** Begin **

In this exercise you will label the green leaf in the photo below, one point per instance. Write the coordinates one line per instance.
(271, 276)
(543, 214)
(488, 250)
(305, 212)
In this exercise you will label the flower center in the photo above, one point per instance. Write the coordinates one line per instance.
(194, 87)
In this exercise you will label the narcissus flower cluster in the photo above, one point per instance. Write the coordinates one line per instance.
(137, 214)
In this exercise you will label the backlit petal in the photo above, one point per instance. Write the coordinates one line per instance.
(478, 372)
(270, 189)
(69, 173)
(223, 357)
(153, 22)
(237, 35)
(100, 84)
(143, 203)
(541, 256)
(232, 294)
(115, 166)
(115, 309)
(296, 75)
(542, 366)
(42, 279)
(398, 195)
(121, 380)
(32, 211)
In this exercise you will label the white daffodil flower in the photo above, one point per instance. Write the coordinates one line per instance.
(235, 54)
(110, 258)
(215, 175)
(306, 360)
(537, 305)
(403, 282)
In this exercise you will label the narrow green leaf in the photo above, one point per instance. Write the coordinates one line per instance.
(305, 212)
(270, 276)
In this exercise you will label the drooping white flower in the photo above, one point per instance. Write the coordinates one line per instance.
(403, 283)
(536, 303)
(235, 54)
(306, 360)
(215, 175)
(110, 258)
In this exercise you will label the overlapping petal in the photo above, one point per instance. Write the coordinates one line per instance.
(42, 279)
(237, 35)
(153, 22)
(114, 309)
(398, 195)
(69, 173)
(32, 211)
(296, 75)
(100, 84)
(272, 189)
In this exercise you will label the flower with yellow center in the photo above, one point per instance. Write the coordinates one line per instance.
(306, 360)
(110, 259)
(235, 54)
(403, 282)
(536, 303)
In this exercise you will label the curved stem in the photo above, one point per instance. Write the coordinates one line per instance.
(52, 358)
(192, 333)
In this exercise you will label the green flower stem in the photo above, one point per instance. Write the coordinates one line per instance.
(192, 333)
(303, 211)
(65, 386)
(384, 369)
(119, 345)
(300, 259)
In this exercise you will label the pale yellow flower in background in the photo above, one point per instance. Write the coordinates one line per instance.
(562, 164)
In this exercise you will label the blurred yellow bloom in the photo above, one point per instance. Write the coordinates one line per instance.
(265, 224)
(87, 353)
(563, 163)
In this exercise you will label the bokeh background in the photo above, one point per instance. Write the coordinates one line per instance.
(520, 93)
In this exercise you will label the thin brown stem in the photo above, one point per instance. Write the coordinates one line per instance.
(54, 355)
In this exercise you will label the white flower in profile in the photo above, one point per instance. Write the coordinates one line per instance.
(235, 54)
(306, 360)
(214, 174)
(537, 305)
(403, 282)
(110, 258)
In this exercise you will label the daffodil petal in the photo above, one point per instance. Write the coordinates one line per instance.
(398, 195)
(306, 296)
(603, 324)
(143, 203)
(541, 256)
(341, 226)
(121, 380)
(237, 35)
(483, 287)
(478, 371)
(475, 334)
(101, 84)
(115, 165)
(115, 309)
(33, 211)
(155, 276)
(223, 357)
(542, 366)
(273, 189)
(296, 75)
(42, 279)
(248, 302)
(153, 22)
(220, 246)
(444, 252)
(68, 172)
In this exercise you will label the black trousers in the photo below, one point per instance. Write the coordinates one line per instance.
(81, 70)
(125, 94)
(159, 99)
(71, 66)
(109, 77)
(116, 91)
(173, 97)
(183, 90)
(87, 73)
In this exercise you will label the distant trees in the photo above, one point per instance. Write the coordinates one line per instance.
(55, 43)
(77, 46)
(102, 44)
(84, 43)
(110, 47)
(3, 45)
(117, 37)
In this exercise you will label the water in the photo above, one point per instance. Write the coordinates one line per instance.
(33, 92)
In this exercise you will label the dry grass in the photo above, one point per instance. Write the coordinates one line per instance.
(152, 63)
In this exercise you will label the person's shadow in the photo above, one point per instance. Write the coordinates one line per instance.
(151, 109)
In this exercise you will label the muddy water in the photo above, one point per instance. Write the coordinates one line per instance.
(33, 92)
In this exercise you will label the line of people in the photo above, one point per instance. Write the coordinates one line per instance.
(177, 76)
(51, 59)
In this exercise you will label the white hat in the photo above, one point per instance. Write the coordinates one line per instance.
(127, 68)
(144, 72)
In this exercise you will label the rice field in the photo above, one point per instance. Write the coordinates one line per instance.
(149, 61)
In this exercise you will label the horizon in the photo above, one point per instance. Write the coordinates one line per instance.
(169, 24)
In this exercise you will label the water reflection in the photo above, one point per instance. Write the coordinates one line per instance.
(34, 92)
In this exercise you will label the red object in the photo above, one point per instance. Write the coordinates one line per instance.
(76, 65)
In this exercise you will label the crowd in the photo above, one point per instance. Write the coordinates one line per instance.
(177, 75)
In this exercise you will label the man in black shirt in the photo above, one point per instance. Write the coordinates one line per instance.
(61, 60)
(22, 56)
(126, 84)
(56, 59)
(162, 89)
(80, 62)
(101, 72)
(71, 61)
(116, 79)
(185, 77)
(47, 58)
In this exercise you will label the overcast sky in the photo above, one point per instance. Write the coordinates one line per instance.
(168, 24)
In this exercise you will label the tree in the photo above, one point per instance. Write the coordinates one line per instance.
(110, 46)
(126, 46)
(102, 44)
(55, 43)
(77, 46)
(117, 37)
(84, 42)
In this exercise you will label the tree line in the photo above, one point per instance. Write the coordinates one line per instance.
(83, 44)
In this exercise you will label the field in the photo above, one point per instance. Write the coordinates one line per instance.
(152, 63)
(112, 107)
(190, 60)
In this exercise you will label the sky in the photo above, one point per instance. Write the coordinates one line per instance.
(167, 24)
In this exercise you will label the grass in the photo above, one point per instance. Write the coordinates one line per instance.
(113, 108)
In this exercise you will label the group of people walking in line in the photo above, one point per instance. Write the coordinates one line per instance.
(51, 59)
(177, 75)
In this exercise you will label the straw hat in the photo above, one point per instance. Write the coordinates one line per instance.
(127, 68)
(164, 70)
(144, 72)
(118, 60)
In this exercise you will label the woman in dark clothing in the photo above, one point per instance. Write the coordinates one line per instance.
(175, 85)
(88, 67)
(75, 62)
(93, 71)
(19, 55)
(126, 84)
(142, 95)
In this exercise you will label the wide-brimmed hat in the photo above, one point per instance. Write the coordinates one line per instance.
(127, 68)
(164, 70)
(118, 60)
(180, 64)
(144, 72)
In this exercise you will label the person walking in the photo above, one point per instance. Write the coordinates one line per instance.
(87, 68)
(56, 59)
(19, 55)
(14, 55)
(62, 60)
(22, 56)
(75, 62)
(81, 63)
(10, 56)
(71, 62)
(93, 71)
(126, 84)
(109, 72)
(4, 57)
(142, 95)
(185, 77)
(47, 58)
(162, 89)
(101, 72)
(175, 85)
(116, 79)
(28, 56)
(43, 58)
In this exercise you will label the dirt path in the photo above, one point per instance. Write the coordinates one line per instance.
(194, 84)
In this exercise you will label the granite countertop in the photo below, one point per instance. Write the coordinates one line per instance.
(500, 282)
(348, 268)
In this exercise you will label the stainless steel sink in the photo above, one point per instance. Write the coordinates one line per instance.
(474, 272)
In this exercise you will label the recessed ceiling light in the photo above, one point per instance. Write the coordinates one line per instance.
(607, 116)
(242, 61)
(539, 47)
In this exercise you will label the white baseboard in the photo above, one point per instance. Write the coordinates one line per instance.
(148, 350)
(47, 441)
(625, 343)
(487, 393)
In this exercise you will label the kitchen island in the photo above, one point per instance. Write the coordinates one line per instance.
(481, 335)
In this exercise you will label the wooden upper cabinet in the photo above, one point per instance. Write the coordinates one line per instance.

** End **

▶ [The request]
Using the data above, reproduce every line exactly.

▶ [Solution to this problem]
In this exercise you will label the green leaf in the photo below, one point per instance. Write the coordinates one line per instance.
(271, 276)
(543, 214)
(488, 250)
(305, 212)
In this exercise you will label the flower center in the photo above, one point per instance. Write the coordinates one line per instance.
(194, 87)
In this exercise you will label the narcissus flower cluster in the photo above, one point per instance. Write the coordinates one line per instance.
(137, 214)
In this exercise you will label the backlit petal in the photo above, one point per instance. Write the coordinates one line per instance.
(478, 372)
(270, 189)
(69, 173)
(223, 357)
(153, 22)
(237, 35)
(100, 84)
(143, 203)
(541, 256)
(232, 294)
(115, 166)
(115, 309)
(296, 75)
(542, 366)
(42, 279)
(398, 195)
(121, 380)
(32, 211)
In this exercise you will label the white daffodil flower in the photo above, one point per instance. Write the coordinates one line per instance.
(235, 54)
(110, 258)
(215, 175)
(306, 360)
(537, 305)
(403, 282)
In this exercise you will label the narrow green leaf in the photo above, one point per instance. Write the coordinates one line per instance.
(305, 212)
(270, 276)
In this exercise you will label the drooping white flower in the photo above, one point per instance. Write the coordinates one line per instance.
(403, 283)
(536, 303)
(235, 54)
(306, 360)
(215, 175)
(110, 258)
In this exercise you will label the overlapping petal in the photo above, one point per instance. Write the coordinates one line per instance.
(42, 279)
(237, 35)
(153, 22)
(114, 309)
(398, 195)
(69, 173)
(32, 211)
(296, 75)
(100, 84)
(272, 189)
In this exercise you will label the flower with yellow center in the photo above, one point per instance. Write the coordinates one line per instance.
(306, 360)
(110, 259)
(235, 54)
(403, 282)
(536, 303)
In this exercise you will label the curved stem in the photo above, one point per instance. Write the coordinates one line per instance.
(52, 358)
(192, 333)
In this exercise you will label the green flower stem in the photo above, one point per instance. Write the coordinates one line per instance.
(192, 333)
(303, 211)
(65, 386)
(384, 369)
(119, 345)
(300, 259)
In this exercise you will label the pale yellow flower in background in the photo above, one point per instance. Write the coordinates one line per instance.
(562, 164)
In this exercise you will label the blurred yellow bloom in the photo above, one point per instance. Write the coordinates one line per instance.
(265, 224)
(87, 353)
(563, 163)
In this exercise you will label the bokeh background in the photo above, one point per instance. Write the coordinates one line per instance.
(520, 93)
In this exercise you will label the thin brown stem in the photo above, one point per instance. Write the coordinates one line per instance.
(54, 355)
In this exercise you will label the white flower in profile in the photo above, one point per instance. Write the coordinates one line per instance.
(235, 54)
(306, 360)
(214, 174)
(537, 305)
(403, 282)
(110, 258)
In this exercise you will label the daffodil petal in the photo above, one point per instance. Write the coordinates one line per instance.
(398, 195)
(306, 296)
(603, 324)
(143, 203)
(541, 256)
(341, 226)
(121, 380)
(237, 35)
(483, 287)
(478, 371)
(475, 334)
(101, 84)
(115, 165)
(115, 309)
(33, 211)
(155, 276)
(223, 357)
(542, 366)
(273, 189)
(296, 75)
(42, 279)
(248, 302)
(153, 22)
(220, 246)
(444, 252)
(68, 172)
In this exercise you will label the black trousers in the photo below, one point per instance. Write the coordinates one line per instance.
(81, 70)
(125, 94)
(159, 99)
(71, 66)
(109, 77)
(116, 91)
(173, 97)
(183, 90)
(87, 73)
In this exercise you will label the distant trees in the photo above, one point per instance. Write the coordinates one line per instance.
(55, 43)
(77, 46)
(102, 44)
(84, 43)
(110, 47)
(3, 45)
(117, 37)
In this exercise you will label the water in the photo above, one point per instance. Write the coordinates one line per instance.
(33, 92)
In this exercise you will label the dry grass in the photo above, one point per instance. Write the coordinates one line per instance.
(152, 63)
In this exercise you will label the person's shadow in the photo above, one point per instance. Write the coordinates one line per instance.
(151, 109)
In this exercise you will label the muddy water in the photo above, one point per instance. Write the coordinates one line per instance.
(33, 92)
In this exercise you will label the line of people in the photo above, one point per instance. Write the coordinates one line per instance.
(177, 76)
(51, 59)
In this exercise you will label the white hat in the photo above, one point per instance. Write the coordinates one line per instance.
(127, 68)
(144, 72)
In this exercise you will label the rice field in the photo above, one point per instance. Write the coordinates one line per instance.
(149, 61)
In this exercise you will label the horizon in the photo above, one point per instance. Write the coordinates one line per instance.
(169, 24)
In this exercise you will label the water reflection in the photo above, one point per instance. Write the coordinates one line per instance.
(34, 92)
In this exercise you will label the red object in the photo above, one point per instance. Write the coordinates one line per instance.
(76, 65)
In this exercise you will label the crowd in the photo above, one point per instance. Write the coordinates one line per instance.
(177, 75)
In this exercise you will label the man in black shirt in the photo above, one point per instance. Write the coordinates one line per instance.
(61, 60)
(22, 56)
(126, 84)
(56, 59)
(162, 89)
(80, 62)
(101, 72)
(71, 61)
(116, 79)
(185, 77)
(47, 58)
In this exercise you will label the overcast sky in the photo above, one point per instance. Write the coordinates one line per instance.
(168, 24)
In this exercise you will label the tree in the photo above, one point per instance. Write the coordinates one line per instance.
(110, 46)
(126, 46)
(102, 44)
(55, 43)
(77, 46)
(117, 37)
(84, 42)
In this exercise you will label the tree line in the photo above, one point per instance. Write the coordinates one line per instance.
(83, 44)
In this exercise you will label the field in the photo above, one point per instance. Write the coordinates one line per instance.
(152, 63)
(112, 107)
(190, 60)
In this exercise you will label the sky in the photo above, one point per instance. Write the coordinates one line per instance.
(167, 24)
In this exercise you will label the grass in the photo above, one point per instance. Write the coordinates one line per instance.
(113, 108)
In this exercise you will label the group of people walking in line in the photo above, one point per instance. Write the coordinates one line per instance.
(51, 59)
(177, 75)
In this exercise you will label the straw hat in the photo above, one point per instance. Write the coordinates one line per instance.
(127, 68)
(164, 70)
(144, 72)
(118, 60)
In this exercise you will label the woman in dark clothing in the photo above, one point per instance. Write the coordinates one line per instance.
(175, 85)
(88, 67)
(75, 62)
(93, 71)
(19, 55)
(126, 84)
(142, 95)
In this exercise you will label the wide-brimmed hat in the photo above, one point per instance. Write the coordinates one line per instance.
(127, 68)
(164, 70)
(118, 60)
(180, 64)
(144, 72)
In this exercise you will label the person walking in the photo above, one point per instance. Write the coordinates one line per instance.
(87, 68)
(56, 59)
(19, 55)
(14, 55)
(62, 60)
(22, 56)
(75, 62)
(81, 63)
(10, 56)
(71, 62)
(93, 71)
(126, 84)
(109, 72)
(4, 57)
(142, 95)
(185, 77)
(47, 58)
(162, 89)
(101, 72)
(175, 85)
(116, 79)
(28, 56)
(43, 58)
In this exercise you will label the dirt path in the photo above, one point per instance. Write the coordinates one line per instance.
(194, 84)
In this exercise you will label the granite countertop in the photo below, one point per instance. Write the coordinates one line per instance.
(500, 282)
(348, 268)
In this exercise you will label the stainless steel sink in the photo above, one point per instance. Write the coordinates one line per instance.
(474, 272)
In this exercise you will label the recessed ceiling light in the photo above, one point per instance. Write the coordinates one line per instance.
(607, 116)
(242, 61)
(539, 47)
In this exercise you will label the white baseboard in the photo above, one point per instance. Write the coordinates one line per instance.
(148, 350)
(47, 441)
(625, 343)
(487, 393)
In this exercise you will label the kitchen island in the photo above, one point per instance. Write the coordinates one line per instance.
(481, 335)
In this exercise you will label the wooden upper cabinet in the photo above, one point per instance. Write the coordinates one line per instance.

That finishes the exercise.